Law and Diplomacy

By Akhil Reed AmarNovember 24, 2015

The Court and the World by Stephen Breyer

THESE ARE GOOD TIMES for Stephen Breyer. For most of his 21 years as a Supreme Court associate justice, he has been on the losing end of many of the biggest cases. But beginning with the Court’s 5-4 decision upholding Obamacare in 2012, Breyer has won more than he has lost in the cases that matter most. In the last two years, he has generated his two greatest judicial opinions, and rarely in history has a justice made his most notable contributions this late in his time on the bench. After years of merely reacting to and counterpunching against an intellectual agenda defined largely by the Court’s conservatives, led by Antonin Scalia and Clarence Thomas, Breyer has begun to shape an ambitious affirmative reform agenda of his own. And now, he has penned perhaps his best book, The Court and the World.


It is really four books in one. Each minibook is good, and one of the four — on justices as diplomats of sorts — is particularly provocative.


But before we get to the four minibooks, some general background and disclosure. I first met Stephen Breyer on the page, learning Administrative Law in 1982 from an outstanding casebook he had co-edited several years before as a Harvard Law School professor. The book wowed me, and the following year I applied to be his law clerk. (By that point, he had been named to a federal appellate court in Boston, while continuing to teach part time at Harvard — the man has always had tremendous energy.) When he offered me the job, I accepted immediately and enthusiastically. (There was only one other judge at the top of my wish list — a smart young appellate judge on the opposite coast named Anthony Kennedy.) Working for Breyer in 1984–85 was a wonderful experience. The judge was a remarkably generous boss, fun to talk to, filled with ideas, and amazingly quick on his feet. Discussing law with him was like playing lightning chess with a grandmaster. He helped me land my dream job in the legal academy and has remained a friend ever since. I admire him tremendously, and have sent many of my best students to clerk for him. We former clerks enjoy swapping stories about him, and while we sometimes poke fun at his quirks and foibles, our tales are always told with affection. No one who knows Stephen Breyer well has ever spoken ill of him. He is a mensch.


But that has never stopped me from critiquing his opinions — sometimes harshly — both to his face and in print. One of the things that I most admire about him is that he welcomes constructive criticism.


In that spirit, I must confess that until recently I am not sure that I could name a toweringly great Breyer opinion, an opinion for the ages. One reason is that he was often on the losing side, with few chances to speak for the Court in marquee cases. Long ago, when I complimented him on one particularly fine dissent that he had authored, he said nothing, but flashed a sad smile and held up four fingers. The game was to count to five, and in that case he had fallen one vote and one finger short.

#### Tasks to complete:
1: Reproduce verbatim the passage of the book review from "THESE ARE GOOD" up to and including "and the World.".
2: Carry the review of The Court and the World forward, beginning immediately after its final sentence.

#### Given data:
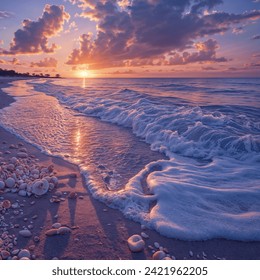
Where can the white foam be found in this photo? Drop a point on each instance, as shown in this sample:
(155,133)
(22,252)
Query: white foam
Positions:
(215,194)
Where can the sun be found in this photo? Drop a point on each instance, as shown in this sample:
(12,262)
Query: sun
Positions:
(83,74)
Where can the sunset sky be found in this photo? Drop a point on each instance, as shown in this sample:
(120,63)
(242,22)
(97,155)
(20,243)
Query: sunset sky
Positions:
(131,38)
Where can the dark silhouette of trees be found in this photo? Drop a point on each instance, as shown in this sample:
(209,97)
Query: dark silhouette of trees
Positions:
(12,73)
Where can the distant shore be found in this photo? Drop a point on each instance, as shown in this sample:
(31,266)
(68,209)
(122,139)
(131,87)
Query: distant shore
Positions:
(97,232)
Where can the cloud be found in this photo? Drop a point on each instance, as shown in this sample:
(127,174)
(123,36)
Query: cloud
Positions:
(148,29)
(34,35)
(72,27)
(46,62)
(208,68)
(206,52)
(5,14)
(14,61)
(238,30)
(256,37)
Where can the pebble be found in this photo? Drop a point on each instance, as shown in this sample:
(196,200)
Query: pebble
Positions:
(24,254)
(22,155)
(22,193)
(144,235)
(136,243)
(51,232)
(159,255)
(63,230)
(5,254)
(73,195)
(2,185)
(10,182)
(56,225)
(25,233)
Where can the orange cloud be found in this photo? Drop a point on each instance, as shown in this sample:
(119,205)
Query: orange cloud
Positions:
(46,62)
(33,37)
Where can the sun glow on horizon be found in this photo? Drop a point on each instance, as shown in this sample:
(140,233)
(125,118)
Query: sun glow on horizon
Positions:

#### Results of the exercise:
1:
THESE ARE GOOD TIMES for Stephen Breyer. For most of his 21 years as a Supreme Court associate justice, he has been on the losing end of many of the biggest cases. But beginning with the Court’s 5-4 decision upholding Obamacare in 2012, Breyer has won more than he has lost in the cases that matter most. In the last two years, he has generated his two greatest judicial opinions, and rarely in history has a justice made his most notable contributions this late in his time on the bench. After years of merely reacting to and counterpunching against an intellectual agenda defined largely by the Court’s conservatives, led by Antonin Scalia and Clarence Thomas, Breyer has begun to shape an ambitious affirmative reform agenda of his own. And now, he has penned perhaps his best book, The Court and the World.

2:
But now things are looking up. Two terms ago, he penned his masterpiece in a case involving both administrative law, his first love, and constitutional law, the Court’s main focus. The case, Noel Canning, implicated first principles of both substance and method. Never before had the Court issued a major ruling on the constitutional clause at issue — a clause concerning the president’s power to make certain appointments unilaterally when the Senate is in recess. The case also pitted narrow literalism, championed by Justice Scalia (himself an Admin Law maven and former law prof) against Breyer’s preferred interpretive method, emphasizing broader constitutional purpose and common sense, and reflecting deep respect for how the political branches of government have in fact operated and glossed the constitutional text over the centuries. Breyer’s victory in Noel Canning was all the sweeter because Scalia had raised the stakes, doubling down with a fierce rebuttal. But this time — at last! — Breyer could raise a full five-fingered fist in triumph, backed as he was by his fellow liberals (Justices Ruth Bader Ginsburg, Sonia Sotomayor, and Elena Kagan) and also, critically, by swing Justice Anthony Kennedy.


If Noel Canning was Breyer’s greatest triumph, another huge success quickly followed, in last term’s Obamacare II case, captioned King v. Burwell. The case involved nice issues of statutory construction and administrative law — Breyer’s wheelhouse. (In addition to being an Admin Law expert, he is a former congressional staff attorney.) And the Court’s opinion — this time 6-3 — was classic Breyer, closely attentive to the overall structure of the statute, deeply respectful of Congress’s main purpose, and impressively policy-wonkish in its grasp of this complicated enactment. And here’s the kicker: not only did this classic Breyeresque opinion win the votes of Chief Justice John Roberts and swing Justice Anthony Kennedy, but Roberts himself wrote the opinion! Breyer has now gotten inside Roberts’s head — the true measure of genuine intellectual influence — and in effect he got the Chief to write the very opinion he himself would have written. Once again, Justice Scalia was relegated to a dissent, gnashing his teeth and rending his toga in obvious frustration at being outmaneuvered.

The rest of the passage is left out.